■ Given passage ■
::::::::::
Today Bob Somerby happened to quote something Lisa Boothe said on Fox News yesterday:
Joe Biden took a stage at the end of July [2021], CNN Town Hall, telling Americans that if you got the vaccine, you wouldn't get the virus. So we were lied to the entire time, and Dr. Fauci is corrupt and evil and was the person spearheading a lot of those lies.
My interest in this is a little different than Bob's. I'm increasingly perplexed by memories of the pandemic that don't gibe with what I remember happening at the time. Now, my memory is no great shakes, but I have the advantage of being able to use the internet to check myself.
So: Were we, in fact, lied to the whole time? The answer is plainly no. As early as December 2020, a few days before the vaccine was first distributed, Fauci said very clearly on CNN:
Just because you're protected, so-called protected, by the vaccine, you should need to remember that you could be prevented from getting clinical disease, and still have the virus that is in your nasopharynx because you could get infected.
We're not sure, at this point, that the vaccine protects you against getting infected. We know for sure it's very, very good, 94 percent, 95 percent in protecting you against clinically recognizable disease, and almost a 100 percent in protecting you for severe disease.
Fauci and others said this over and over and over. Eventually test results were available that allowed this question to be answered definitively, and it turned out the vaccine protects against severe disease but doesn't protect against infection or against spread of the virus (though it reduces it).
But even in the early days of vaccine distribution Fauci's comments were being deliberately misconstrued. A viral Instagram video in March 2021 went like this:
After Fauci says, “We're not sure, at this point, that the vaccine protects you against getting infected,” the edited Instagram clip plays a record scratch sound effect and a voiceover asks in disbelief, “We’re not sure? At this point? That the vaccine protects you against getting infected?”
This was all part of the anti-vax movement, and was meant to imply that Fauci had admitted we didn't know if the vaccine even worked. This, needless to say, was not at all what he said.
But three years later Boothe is still misconstruing Fauci. In her case, it's not clear if this is deliberate or if her MAGA sentiments have simply warped her memory and she really believes what she said.
(But how about Biden? Did he say that "if you got the vaccine, you wouldn't get the virus"? Yes he did. He was urging people to get vaccinated and generally sticking to the facts, but then blurted out, “You’re not going to get COVID if you have these vaccinations.” This was a typical Biden gaffe; he should have said "serious COVID." It was hardly a big deal, but years later it's still part of conservative mythology.)
::::::::::
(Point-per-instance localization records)
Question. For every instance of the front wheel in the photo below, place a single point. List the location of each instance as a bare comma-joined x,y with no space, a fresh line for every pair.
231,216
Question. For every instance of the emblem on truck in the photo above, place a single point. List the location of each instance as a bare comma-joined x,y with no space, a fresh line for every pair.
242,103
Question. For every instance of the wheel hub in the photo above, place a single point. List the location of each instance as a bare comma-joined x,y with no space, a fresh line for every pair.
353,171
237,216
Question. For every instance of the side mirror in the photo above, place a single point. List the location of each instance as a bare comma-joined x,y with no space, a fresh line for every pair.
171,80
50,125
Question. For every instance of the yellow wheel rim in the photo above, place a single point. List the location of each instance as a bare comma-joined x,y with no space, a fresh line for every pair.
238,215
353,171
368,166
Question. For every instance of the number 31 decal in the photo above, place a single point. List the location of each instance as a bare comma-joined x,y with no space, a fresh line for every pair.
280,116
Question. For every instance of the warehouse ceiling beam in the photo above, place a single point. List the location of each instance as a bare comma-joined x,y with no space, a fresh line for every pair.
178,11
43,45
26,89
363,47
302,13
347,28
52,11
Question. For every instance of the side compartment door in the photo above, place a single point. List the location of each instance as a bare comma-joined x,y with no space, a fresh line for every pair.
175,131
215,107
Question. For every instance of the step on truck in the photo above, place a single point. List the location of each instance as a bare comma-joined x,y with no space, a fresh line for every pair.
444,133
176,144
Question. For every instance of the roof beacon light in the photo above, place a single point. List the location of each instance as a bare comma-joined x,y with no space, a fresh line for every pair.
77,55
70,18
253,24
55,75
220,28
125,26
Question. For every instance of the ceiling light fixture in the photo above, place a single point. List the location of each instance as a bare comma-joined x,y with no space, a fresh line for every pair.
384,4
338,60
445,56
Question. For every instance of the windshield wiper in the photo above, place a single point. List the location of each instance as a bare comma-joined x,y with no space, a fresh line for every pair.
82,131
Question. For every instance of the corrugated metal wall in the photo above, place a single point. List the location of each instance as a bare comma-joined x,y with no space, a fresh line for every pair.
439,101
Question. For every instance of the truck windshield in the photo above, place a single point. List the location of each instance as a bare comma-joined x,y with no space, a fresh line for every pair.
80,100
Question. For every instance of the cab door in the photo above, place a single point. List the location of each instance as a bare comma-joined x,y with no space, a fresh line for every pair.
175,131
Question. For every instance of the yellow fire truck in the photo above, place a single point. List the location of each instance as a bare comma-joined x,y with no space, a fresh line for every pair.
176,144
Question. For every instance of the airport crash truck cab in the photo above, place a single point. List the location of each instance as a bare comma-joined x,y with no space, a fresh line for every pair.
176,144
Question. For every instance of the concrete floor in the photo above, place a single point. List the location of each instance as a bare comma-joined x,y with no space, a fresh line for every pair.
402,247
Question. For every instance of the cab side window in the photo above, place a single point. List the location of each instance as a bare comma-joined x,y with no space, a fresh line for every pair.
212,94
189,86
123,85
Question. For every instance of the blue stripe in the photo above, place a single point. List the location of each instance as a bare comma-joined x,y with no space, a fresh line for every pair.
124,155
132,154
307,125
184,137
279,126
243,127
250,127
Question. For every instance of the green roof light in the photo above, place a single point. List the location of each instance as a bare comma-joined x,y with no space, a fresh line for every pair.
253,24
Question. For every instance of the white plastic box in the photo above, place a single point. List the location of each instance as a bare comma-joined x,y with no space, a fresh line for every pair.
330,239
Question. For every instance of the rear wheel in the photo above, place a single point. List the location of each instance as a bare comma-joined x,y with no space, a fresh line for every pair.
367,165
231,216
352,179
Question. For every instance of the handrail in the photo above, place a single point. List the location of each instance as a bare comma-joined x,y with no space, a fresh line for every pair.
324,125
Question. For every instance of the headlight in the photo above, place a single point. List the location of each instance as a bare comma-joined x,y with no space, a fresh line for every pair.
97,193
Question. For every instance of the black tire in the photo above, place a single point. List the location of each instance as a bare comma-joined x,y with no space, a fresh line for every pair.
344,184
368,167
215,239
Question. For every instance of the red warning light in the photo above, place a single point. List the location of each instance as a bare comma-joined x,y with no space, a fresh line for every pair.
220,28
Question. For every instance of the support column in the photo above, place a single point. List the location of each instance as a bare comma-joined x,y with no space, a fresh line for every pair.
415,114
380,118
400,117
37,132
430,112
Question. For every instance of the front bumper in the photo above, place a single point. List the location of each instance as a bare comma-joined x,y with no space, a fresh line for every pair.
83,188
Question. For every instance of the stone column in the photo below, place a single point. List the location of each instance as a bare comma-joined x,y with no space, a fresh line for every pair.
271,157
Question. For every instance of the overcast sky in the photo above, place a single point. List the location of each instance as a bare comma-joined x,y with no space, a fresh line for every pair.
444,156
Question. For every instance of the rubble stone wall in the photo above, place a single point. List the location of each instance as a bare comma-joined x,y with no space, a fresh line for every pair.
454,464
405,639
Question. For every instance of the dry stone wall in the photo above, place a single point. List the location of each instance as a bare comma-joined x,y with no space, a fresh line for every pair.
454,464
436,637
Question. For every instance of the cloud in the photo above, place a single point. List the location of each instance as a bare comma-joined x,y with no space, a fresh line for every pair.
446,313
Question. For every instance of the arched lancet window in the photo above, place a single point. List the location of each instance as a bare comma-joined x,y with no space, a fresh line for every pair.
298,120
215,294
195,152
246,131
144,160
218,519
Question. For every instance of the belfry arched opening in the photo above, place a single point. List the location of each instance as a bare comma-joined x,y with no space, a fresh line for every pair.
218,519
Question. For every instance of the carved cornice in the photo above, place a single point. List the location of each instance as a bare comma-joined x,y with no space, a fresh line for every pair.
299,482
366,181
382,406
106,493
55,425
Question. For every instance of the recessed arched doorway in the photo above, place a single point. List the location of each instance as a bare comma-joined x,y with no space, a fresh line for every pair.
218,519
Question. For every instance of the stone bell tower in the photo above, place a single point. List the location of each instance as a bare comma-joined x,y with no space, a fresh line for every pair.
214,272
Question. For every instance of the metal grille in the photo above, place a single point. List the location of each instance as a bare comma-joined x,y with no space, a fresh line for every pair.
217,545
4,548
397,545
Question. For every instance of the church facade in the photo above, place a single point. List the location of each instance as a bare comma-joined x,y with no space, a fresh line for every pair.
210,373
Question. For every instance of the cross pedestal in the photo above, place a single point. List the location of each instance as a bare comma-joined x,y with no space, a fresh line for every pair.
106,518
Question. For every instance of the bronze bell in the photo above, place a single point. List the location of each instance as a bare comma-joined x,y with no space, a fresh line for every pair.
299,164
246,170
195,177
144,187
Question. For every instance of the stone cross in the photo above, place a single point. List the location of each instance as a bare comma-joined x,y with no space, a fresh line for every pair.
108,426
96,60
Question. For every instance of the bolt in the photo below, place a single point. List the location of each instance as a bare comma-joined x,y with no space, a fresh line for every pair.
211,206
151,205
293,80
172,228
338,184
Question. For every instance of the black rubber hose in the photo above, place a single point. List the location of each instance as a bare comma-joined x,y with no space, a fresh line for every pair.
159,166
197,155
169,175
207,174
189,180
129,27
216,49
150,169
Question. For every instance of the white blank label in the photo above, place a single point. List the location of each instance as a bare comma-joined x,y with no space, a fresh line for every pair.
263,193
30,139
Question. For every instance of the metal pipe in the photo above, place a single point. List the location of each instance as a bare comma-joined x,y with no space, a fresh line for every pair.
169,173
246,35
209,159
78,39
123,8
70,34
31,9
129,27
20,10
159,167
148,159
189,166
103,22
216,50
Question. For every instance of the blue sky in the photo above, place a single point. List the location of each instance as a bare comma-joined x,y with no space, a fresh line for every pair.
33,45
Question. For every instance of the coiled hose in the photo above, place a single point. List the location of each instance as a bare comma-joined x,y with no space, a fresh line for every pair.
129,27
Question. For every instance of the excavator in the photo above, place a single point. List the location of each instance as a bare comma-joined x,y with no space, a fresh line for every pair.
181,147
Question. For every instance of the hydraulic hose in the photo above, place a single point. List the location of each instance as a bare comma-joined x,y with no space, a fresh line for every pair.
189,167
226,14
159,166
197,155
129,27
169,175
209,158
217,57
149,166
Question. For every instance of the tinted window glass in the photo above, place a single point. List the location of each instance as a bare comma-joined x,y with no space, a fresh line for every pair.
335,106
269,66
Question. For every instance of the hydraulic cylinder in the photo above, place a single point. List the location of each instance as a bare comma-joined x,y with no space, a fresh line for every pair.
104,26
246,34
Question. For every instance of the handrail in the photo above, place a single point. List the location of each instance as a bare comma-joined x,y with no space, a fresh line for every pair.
::::::::::
■ Questions on the material ■
a. In the commentary on Fauci's vaccine statements, translate this sentence into Spanish: "Fauci and others said this over and over and over."
b. Carry on the commentary on Fauci's vaccine statements from the point where it ends.

■ Written answers ■
a. Fauci y otros dijeron esto una y otra y otra vez.

b.
More generally, my recollection is that the "experts misled us" crowd is almost always referring to things that were genuinely unknown at the time. Recommendations changed when the evidence changed, as it has to. For example:
- The reason the CDC initially recommended against wearing masks was because they thought you could just avoid people who were sick, so it was best to reserve limited supplies for doctors, who couldn't avoid sick people. When researchers discovered that COVID could be asymptomatic—which meant you couldn't tell if someone was sick—they changed their advice.
- The CDC never recommended that kids not be allowed to play outside due to the risk of infected playground surfaces. This was something put in place by local officials who were being urged by parents to be ultra cautious.
- The CDC didn't recommend that schools remain closed. Quite the opposite. Closure decisions were made locally, usually with the strong support of parents.
- In any case, it's unlikely that school closures caused much harm. Test scores generally fell about the same in states that kept schools open.
- Businesses were not shut down for an entire year. Shutdowns were ordered in both red and blue states and generally lasted only about three months.
- Nobody ever said the lab leak theory for the origin of the virus was impossible. Every scientist who looked at the question said we couldn't know for sure but the evidence pointed strongly to a natural origin. They said this because it was true.
- A lot of public health experts did say it was OK to join the George Floyd protests because they were more important than stopping the spread of COVID. This was stupid.
- That said, this is an example of health experts considering the social impacts of their recommendations. It's just not true that they never considered tradeoffs. They considered them constantly.
- Epidemiologists initially said that COVID was spread by droplets. That's because the evidence pointed that way. When evidence piled up that aerosol transmission was also important, they changed their public statements. But their safety guidance didn't change, because in most cases it didn't matter how the virus was spread. Standard epidemic hygiene was mostly the same either way.
- Dr. Fauci did not admit recently that the CDC just made up its social distancing rule. He said only that he wasn't sure where the specific six-foot guidance came from. As it turns out, six feet was probably too stringent, but at the time there was no research to provide a firm number and advice varied across the globe:
The World Health Organization recommends a distance of “at least one meter.” China, France, Denmark and Hong Kong went with one meter. South Korea opted for 1.4 meters; Germany, Italy and Australia for 1.5 meters. In the United States, the Centers for Disease Control and Prevention recommended “at least six feet,” or 1.8 meters. [Britain, Canada, and Spain recommended two meters.]
Are there some I'm missing? Probably. I told you my memory was so-so. Feel free to add to this list in comments.